▶ **Text**:
_ _ _ _ _

Ted Haggard – Evangelical leader who preached against homosexuality; resigned after allegations of a relationship with a male escort.
Ed Schrock – Virginia congressman opposed to LGBTQ rights; caught soliciting sex from men.
Steve Wiles – North Carolina GOP candidate against same-sex marriage; outed as former drag performer “Mona Sinclair.”
Ralph Shortey – Oklahoma state senator who sponsored anti-gay bills; arrested with a 17-year-old male.
These cases follow a consistent course: public condemnation of LGBTQ people, private contradiction of that stance, and eventual exposure of the hypocrisy. The result is a cycle where personal repression fuels public persecution, often under the guise of moral or religious duty. By placing Kristen Waggoner’s career within this historical framework, one fact becomes unavoidable, extreme anti-LGBTQ activism is rarely about genuine moral principle. More often, it’s a projection of unresolved personal battles, weaponized into policy and law. Whether or not Waggoner herself fits this pattern is a question only she can answer, but the blueprint is clear, the damage it causes is measurable, and the stakes particularly if she ascends to the Supreme Court, are nothing short of generational damage.

The Theology Problem
Religion has long been used as cover for humanity’s worst behavior.

_ _ _ _ _

▶ **Saved entries**:
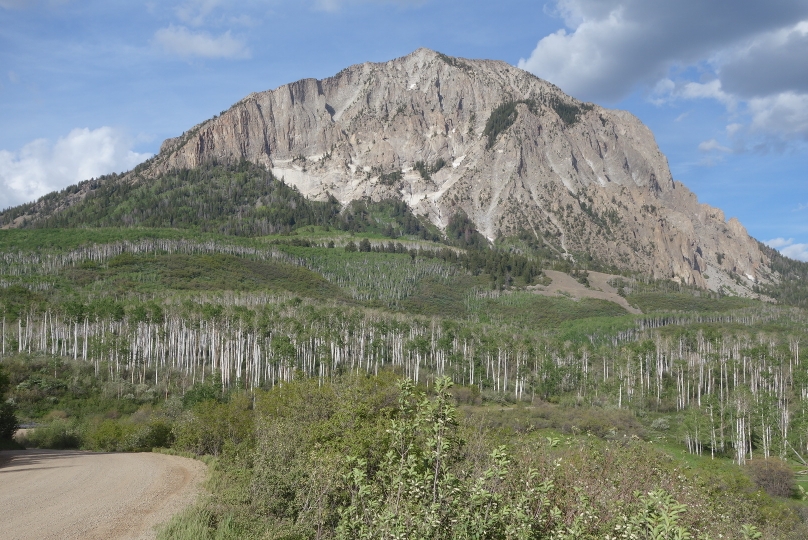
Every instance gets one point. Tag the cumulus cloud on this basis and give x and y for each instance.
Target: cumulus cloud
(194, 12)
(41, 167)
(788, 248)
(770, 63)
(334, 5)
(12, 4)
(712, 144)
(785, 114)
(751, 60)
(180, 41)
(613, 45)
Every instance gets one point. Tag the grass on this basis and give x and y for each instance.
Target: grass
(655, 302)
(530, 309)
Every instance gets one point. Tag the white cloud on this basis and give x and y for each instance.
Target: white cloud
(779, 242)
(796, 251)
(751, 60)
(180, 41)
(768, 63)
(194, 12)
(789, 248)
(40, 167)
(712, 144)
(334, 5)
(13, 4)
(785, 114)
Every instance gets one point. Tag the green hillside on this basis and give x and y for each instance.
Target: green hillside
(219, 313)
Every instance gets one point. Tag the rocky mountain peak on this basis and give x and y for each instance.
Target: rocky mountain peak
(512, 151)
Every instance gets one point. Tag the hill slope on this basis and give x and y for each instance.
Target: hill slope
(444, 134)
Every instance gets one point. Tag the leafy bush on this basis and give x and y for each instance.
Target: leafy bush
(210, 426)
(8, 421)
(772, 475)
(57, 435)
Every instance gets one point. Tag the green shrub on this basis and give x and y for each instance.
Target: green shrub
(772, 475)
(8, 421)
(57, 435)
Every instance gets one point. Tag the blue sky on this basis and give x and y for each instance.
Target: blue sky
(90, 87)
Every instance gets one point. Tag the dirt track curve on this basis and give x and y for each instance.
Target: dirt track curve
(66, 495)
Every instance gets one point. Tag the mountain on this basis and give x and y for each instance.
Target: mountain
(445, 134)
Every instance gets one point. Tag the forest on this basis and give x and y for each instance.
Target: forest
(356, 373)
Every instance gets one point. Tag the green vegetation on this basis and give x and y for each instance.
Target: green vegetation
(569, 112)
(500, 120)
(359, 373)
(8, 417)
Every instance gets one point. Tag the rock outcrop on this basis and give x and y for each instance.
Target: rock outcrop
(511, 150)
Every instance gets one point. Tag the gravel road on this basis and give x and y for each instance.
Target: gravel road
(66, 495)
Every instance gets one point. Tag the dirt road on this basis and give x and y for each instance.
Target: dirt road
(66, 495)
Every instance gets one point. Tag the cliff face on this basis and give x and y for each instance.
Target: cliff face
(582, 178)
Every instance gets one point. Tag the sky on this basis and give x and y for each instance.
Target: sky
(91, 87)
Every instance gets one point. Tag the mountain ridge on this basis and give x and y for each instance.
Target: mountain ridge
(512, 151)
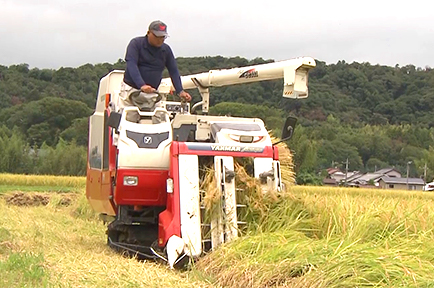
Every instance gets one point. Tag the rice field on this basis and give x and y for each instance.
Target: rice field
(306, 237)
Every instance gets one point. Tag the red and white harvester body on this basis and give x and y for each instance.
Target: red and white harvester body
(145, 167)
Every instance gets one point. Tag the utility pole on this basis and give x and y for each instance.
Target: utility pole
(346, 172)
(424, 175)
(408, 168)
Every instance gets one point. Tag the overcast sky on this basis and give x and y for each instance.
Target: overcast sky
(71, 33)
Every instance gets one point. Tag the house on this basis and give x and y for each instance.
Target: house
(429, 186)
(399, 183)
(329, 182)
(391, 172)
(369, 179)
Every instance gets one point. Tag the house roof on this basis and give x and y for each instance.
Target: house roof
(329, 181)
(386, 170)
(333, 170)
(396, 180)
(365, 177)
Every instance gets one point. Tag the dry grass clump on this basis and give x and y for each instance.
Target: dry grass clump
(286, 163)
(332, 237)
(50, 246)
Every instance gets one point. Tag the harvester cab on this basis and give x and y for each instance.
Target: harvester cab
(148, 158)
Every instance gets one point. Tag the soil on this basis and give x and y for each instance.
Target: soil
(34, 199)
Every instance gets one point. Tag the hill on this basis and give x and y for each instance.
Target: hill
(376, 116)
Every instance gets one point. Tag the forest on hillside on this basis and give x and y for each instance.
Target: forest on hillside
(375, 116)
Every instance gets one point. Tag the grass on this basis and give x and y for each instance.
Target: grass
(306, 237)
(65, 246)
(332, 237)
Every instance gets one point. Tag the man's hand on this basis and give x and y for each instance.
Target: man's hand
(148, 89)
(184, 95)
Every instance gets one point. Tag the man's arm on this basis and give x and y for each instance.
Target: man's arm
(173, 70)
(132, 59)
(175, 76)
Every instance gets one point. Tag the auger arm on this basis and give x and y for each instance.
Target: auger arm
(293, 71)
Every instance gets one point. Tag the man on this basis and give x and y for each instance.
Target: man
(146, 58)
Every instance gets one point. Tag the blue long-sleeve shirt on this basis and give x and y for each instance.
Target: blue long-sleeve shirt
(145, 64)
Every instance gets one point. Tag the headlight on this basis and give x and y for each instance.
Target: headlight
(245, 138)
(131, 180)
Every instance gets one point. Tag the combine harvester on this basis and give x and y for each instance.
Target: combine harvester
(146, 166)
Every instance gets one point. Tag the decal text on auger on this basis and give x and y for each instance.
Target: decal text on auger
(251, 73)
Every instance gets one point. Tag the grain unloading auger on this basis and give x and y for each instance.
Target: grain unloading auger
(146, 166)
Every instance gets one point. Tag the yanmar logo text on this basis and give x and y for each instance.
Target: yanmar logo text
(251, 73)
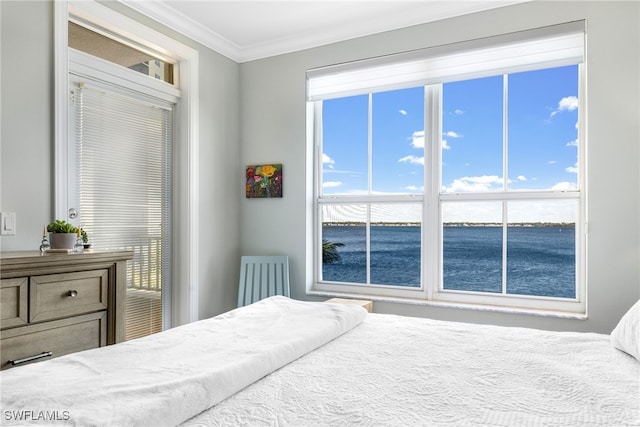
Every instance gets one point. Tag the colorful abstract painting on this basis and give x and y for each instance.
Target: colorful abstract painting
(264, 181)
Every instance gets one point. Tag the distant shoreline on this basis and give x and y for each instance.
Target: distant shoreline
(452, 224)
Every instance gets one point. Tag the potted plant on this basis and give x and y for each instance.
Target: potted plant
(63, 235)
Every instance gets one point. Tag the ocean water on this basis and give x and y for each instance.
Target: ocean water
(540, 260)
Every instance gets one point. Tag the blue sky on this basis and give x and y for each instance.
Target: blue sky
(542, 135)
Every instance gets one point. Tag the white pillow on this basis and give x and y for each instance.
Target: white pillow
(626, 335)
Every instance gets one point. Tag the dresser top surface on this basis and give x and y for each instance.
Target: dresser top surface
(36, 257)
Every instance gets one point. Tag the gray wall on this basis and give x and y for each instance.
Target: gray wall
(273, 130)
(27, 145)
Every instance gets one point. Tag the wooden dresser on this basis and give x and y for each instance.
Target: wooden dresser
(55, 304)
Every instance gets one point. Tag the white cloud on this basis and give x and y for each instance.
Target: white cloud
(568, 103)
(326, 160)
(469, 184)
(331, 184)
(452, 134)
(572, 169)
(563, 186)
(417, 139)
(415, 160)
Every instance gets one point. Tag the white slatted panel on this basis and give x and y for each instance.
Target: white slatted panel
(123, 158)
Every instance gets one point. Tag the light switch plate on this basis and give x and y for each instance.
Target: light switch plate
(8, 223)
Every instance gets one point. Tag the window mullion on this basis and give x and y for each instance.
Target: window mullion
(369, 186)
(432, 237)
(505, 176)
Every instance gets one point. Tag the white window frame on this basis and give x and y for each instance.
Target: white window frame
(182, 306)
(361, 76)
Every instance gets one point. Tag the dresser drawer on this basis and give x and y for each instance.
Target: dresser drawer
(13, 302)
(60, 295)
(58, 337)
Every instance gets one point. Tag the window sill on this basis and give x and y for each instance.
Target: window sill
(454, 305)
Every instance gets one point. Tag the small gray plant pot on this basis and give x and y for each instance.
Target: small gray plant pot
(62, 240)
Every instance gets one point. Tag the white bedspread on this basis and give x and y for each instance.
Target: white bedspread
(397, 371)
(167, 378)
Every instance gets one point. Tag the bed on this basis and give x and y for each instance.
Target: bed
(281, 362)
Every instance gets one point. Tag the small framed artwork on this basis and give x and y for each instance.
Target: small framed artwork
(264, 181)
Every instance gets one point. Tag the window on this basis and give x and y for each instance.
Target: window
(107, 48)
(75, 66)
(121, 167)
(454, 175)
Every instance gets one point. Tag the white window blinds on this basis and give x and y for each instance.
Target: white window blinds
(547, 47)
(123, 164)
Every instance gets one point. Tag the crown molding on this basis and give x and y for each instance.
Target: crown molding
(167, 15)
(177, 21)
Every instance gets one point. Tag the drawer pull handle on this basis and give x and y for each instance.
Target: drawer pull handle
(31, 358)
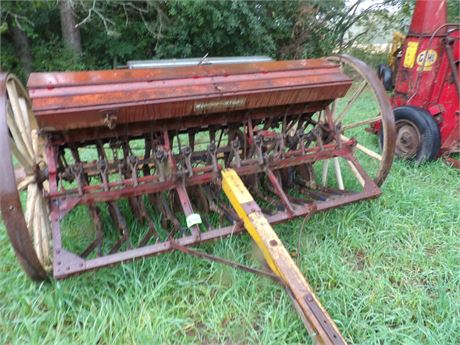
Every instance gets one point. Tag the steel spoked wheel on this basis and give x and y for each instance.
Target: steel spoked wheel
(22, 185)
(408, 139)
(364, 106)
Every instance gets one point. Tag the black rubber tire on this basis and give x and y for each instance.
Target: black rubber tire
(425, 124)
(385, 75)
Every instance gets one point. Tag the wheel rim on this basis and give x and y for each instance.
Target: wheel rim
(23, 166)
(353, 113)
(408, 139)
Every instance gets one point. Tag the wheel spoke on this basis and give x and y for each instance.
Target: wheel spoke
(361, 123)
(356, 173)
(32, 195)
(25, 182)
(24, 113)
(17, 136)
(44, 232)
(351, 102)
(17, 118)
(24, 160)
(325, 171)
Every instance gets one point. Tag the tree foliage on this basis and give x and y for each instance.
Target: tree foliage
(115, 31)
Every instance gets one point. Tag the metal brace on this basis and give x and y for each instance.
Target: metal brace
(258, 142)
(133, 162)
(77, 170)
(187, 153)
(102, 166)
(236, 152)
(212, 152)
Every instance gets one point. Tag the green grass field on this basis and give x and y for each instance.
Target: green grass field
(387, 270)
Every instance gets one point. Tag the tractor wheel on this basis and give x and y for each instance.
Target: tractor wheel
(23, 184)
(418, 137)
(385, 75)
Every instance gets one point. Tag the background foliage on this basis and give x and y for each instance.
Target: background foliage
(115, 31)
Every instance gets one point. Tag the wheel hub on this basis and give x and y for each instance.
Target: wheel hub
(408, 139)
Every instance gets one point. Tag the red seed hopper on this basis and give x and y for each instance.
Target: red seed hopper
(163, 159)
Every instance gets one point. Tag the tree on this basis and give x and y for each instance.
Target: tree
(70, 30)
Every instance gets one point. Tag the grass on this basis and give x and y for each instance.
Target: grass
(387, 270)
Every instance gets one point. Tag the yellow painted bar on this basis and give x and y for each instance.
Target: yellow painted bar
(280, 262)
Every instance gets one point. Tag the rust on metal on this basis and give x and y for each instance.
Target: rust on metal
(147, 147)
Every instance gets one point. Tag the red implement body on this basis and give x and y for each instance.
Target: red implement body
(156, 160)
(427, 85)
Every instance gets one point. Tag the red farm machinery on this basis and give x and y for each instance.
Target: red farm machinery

_ _ _ _ _

Please carry on the essay about anti-LGBTQ activism and hypocrisy, starting right after its last sentence. You won't need the records for this.

From the Crusades to the Inquisition, from witch burnings to the justification of slavery, holy texts have been wielded like weapons, not as moral guides, but as blank checks for cruelty. Waggoner’s worldview leans on a literalist scriptural frame that collapses under modern scrutiny. The same canon that claims Methuselah lived to 969 years and Noah fathered children at 500 has also been used to defend conquest, genocide, and subjugation.
These aren’t fringe interpretations, they are embedded in the text itself:
Numbers 31:17-18: Moses orders his followers to kill every Midianite male, slaughter every woman who has known a man, and keep the virgins as spoils.
Leviticus 25:44-46: God explicitly permits the ownership of slaves “from the nations around you” and says they may be passed to your children as property.
Deuteronomy 22:28-29: If a man rapes an unbetrothed virgin, he must pay her father 50 shekels and marry her.
This is the moral universe Waggoner is importing into 21st-century law. A universe where ownership, violence, and inequality are divinely sanctioned.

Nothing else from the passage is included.